— start of MATERIAL FOR THE TASK —

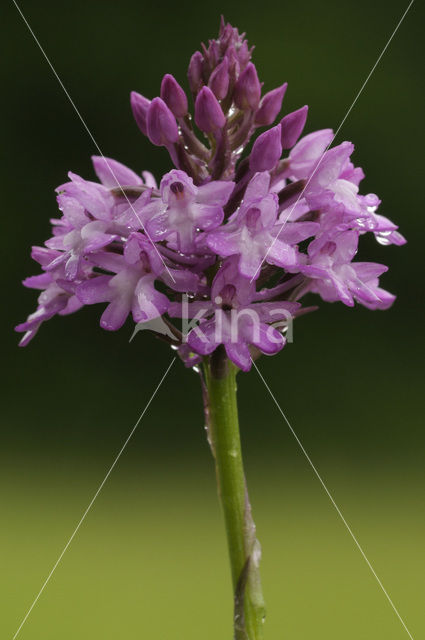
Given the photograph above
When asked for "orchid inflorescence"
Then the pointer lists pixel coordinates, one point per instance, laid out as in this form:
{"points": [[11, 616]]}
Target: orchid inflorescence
{"points": [[234, 231]]}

— end of MATERIAL FOR THE TASK —

* **THE PROBLEM**
Arrange the lines above as a numbered list, leaving out blank lines and the picture.

* **SOLUTION FOR THIS PROBLEM**
1. Given the photograph above
2. When asked for "orchid inflorescence"
3. Then the pointer lists pixel coordinates, one point per instance, laid out as in this form:
4. {"points": [[11, 616]]}
5. Target: orchid inflorescence
6. {"points": [[234, 231]]}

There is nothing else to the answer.